> _EXERCISE MATERIAL_:
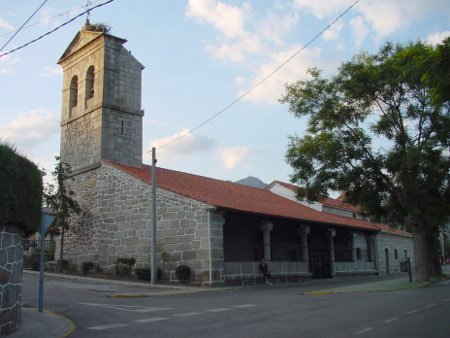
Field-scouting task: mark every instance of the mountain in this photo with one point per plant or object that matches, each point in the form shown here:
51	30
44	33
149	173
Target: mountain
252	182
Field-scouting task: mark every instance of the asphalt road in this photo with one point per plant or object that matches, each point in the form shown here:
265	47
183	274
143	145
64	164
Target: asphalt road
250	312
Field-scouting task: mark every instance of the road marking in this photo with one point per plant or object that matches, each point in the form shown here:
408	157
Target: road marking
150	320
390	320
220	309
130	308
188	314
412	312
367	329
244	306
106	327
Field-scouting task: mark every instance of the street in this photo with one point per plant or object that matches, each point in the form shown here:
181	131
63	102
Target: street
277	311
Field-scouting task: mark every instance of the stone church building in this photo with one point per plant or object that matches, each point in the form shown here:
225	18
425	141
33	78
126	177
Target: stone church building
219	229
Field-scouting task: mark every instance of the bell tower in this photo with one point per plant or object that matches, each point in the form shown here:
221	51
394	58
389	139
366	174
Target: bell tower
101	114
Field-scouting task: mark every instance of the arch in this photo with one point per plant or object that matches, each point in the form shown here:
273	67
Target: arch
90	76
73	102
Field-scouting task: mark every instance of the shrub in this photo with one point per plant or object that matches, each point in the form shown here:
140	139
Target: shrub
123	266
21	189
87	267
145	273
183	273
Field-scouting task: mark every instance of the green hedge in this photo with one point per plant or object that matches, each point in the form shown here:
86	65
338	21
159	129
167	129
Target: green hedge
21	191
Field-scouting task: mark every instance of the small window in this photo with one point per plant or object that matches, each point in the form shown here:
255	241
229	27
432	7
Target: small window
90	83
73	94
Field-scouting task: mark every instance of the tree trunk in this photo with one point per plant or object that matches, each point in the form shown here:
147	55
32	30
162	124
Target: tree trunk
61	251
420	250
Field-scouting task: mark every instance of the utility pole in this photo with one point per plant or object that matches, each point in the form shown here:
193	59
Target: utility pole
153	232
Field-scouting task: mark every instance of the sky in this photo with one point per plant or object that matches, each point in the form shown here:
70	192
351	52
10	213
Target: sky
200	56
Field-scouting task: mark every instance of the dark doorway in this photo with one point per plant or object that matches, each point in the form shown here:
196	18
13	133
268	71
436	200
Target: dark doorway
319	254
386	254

==

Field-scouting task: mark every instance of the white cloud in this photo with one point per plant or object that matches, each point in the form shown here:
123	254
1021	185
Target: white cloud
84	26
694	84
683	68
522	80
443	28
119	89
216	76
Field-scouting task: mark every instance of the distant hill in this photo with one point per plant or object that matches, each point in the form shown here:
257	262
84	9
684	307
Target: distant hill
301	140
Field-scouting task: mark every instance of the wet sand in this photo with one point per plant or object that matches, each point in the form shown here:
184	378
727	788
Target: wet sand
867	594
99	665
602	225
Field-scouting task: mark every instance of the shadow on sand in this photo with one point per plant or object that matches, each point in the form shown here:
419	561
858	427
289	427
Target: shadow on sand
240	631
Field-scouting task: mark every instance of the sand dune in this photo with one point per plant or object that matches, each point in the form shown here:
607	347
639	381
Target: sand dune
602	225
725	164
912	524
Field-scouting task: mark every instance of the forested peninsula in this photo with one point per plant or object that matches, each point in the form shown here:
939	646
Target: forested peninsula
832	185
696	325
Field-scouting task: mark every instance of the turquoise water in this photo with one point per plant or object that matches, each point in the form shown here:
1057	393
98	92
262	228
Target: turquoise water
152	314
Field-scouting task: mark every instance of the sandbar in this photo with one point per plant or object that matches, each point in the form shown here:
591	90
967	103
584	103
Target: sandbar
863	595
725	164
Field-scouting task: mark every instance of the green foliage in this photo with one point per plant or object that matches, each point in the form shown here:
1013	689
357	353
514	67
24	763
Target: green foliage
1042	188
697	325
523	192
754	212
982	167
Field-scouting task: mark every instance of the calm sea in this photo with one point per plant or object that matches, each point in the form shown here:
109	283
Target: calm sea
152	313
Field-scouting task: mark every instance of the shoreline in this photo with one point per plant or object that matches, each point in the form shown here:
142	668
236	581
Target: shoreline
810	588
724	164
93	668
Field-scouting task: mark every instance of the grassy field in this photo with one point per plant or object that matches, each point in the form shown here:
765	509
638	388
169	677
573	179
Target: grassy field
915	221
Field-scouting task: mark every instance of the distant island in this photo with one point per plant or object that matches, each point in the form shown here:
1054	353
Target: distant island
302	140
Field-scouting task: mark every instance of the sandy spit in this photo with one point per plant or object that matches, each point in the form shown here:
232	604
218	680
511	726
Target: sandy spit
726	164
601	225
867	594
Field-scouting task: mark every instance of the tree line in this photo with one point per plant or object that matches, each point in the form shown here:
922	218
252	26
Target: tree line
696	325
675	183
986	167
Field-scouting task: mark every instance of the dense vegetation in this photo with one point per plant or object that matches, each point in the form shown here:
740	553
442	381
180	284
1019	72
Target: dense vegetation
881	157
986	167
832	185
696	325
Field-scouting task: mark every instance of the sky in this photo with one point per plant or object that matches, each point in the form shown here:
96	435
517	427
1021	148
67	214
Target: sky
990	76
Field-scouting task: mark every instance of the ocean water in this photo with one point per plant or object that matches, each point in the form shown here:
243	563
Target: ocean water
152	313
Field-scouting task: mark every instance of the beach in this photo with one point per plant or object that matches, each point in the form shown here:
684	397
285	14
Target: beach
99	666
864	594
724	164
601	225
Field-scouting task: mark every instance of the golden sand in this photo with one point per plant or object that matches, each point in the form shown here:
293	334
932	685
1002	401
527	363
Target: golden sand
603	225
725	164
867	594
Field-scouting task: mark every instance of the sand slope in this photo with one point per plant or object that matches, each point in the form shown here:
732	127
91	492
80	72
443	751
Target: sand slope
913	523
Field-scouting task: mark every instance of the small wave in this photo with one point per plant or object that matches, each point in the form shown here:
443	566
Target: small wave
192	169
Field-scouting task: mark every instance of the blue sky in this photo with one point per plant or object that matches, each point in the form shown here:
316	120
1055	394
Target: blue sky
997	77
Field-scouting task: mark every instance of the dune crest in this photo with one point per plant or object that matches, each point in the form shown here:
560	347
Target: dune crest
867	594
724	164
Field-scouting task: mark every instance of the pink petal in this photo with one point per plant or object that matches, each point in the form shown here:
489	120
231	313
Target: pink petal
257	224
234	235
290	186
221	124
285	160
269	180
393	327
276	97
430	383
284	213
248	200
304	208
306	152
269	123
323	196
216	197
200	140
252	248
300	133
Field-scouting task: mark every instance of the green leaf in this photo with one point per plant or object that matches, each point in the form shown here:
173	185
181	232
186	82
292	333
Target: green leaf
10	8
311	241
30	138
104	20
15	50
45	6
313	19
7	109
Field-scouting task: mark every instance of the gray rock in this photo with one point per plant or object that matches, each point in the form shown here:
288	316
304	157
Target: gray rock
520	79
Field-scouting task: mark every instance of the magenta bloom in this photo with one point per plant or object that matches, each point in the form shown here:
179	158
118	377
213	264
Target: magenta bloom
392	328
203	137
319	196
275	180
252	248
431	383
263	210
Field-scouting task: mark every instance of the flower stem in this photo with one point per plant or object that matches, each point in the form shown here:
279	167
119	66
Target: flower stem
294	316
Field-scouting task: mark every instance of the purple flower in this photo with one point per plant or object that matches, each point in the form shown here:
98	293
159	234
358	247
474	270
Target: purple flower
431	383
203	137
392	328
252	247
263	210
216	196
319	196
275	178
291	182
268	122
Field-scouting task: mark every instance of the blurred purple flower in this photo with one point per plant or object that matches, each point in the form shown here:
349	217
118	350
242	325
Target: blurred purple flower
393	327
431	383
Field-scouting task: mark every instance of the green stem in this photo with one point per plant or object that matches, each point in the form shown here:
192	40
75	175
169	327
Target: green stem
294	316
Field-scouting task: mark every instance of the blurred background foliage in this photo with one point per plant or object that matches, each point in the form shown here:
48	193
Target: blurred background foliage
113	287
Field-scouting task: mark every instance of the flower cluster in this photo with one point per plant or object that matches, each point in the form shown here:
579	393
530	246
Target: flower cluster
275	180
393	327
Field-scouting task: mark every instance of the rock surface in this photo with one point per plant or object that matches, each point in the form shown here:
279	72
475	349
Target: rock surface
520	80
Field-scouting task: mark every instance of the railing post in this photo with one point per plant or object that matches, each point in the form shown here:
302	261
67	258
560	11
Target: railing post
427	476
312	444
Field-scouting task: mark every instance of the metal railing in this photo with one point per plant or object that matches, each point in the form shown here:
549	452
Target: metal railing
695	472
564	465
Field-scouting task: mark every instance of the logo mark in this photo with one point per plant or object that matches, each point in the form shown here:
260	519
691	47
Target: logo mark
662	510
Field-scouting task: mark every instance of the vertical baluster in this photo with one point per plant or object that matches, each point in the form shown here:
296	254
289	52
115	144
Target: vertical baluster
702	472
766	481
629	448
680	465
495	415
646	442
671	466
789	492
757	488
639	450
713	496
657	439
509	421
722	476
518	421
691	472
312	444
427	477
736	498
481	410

> _TASK_:
Count the lines above that contain the string "hill", treating uppercase and lowercase as different, and give only that number.

> _THE COMPLETED TASK_:
2